→ Exercise prompt
In the material below, how many lines contain the string "shrub"? Reply with the number only.
-- Given records follows --
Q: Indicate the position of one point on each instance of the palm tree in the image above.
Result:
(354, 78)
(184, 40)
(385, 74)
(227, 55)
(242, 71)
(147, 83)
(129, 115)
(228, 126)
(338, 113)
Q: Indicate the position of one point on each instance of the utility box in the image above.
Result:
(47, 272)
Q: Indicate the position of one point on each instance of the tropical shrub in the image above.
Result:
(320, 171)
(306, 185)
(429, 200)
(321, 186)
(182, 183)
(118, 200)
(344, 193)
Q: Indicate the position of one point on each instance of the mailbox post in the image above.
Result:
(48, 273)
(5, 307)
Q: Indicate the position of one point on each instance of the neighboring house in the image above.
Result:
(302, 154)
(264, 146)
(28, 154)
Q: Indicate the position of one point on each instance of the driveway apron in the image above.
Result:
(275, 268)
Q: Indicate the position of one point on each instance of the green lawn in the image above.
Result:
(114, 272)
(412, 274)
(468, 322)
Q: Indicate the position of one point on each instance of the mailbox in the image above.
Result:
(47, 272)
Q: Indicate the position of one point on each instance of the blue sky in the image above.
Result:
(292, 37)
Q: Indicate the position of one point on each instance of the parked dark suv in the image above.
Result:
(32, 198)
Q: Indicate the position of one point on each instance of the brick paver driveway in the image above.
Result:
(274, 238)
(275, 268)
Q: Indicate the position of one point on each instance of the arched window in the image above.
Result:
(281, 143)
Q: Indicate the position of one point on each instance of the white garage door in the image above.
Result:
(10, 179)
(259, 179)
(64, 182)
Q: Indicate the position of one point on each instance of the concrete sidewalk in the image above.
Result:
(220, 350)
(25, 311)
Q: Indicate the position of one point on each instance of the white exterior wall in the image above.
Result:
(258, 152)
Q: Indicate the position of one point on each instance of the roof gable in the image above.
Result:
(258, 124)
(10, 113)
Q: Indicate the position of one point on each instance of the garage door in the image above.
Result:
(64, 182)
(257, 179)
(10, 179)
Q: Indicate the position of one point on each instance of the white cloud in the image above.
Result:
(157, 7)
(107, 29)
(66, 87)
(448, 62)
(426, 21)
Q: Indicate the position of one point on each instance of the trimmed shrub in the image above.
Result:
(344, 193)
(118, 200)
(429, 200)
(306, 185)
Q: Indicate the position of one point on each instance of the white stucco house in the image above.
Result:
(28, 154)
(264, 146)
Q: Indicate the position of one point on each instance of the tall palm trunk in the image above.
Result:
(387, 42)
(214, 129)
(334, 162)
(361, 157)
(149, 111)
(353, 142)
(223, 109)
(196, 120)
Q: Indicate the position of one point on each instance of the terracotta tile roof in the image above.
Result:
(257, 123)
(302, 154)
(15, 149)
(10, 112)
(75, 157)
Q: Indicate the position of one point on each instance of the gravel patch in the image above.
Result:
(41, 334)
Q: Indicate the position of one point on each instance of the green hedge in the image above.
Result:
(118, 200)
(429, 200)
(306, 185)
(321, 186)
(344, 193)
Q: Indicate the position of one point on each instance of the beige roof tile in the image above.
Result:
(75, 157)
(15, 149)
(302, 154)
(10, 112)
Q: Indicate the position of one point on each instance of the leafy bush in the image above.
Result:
-- Given records concluded --
→ Task result
2